PROBLEM STATEMENT:
In the entries that follow, how many lines contain "below"? Please reply with only the number.

======== SOURCE DATA ========

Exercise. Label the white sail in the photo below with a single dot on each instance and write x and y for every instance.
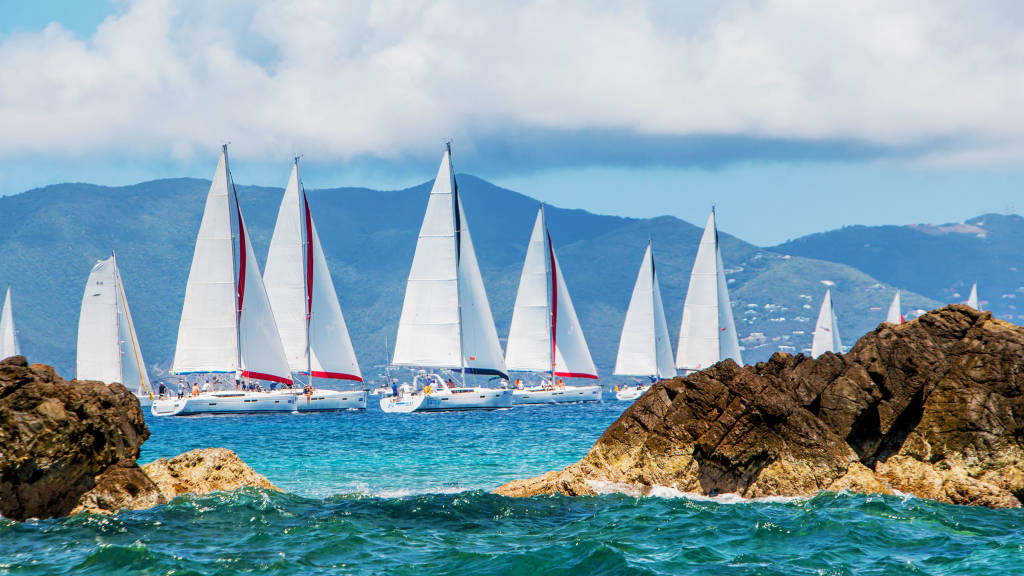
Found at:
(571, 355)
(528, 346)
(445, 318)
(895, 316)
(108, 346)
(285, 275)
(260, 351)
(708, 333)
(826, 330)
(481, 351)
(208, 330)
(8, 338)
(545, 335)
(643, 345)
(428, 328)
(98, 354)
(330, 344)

========
======== SOURCE DATA ========

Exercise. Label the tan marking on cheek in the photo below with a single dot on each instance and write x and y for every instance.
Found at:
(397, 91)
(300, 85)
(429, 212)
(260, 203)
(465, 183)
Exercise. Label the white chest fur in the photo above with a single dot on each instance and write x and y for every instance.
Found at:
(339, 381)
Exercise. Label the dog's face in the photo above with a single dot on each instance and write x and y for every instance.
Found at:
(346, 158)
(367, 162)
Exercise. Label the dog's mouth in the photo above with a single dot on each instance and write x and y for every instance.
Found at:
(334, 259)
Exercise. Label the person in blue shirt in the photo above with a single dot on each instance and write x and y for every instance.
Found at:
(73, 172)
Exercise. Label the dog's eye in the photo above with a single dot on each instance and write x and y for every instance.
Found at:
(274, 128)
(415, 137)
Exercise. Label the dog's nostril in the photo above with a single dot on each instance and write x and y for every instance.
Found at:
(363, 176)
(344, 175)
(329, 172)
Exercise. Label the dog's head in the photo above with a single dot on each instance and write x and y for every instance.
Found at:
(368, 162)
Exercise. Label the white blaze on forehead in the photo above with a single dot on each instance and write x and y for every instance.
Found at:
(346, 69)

========
======== SOURCE DATA ========

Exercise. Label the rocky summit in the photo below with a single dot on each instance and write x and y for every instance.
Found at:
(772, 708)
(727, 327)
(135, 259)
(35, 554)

========

ANSWER:
3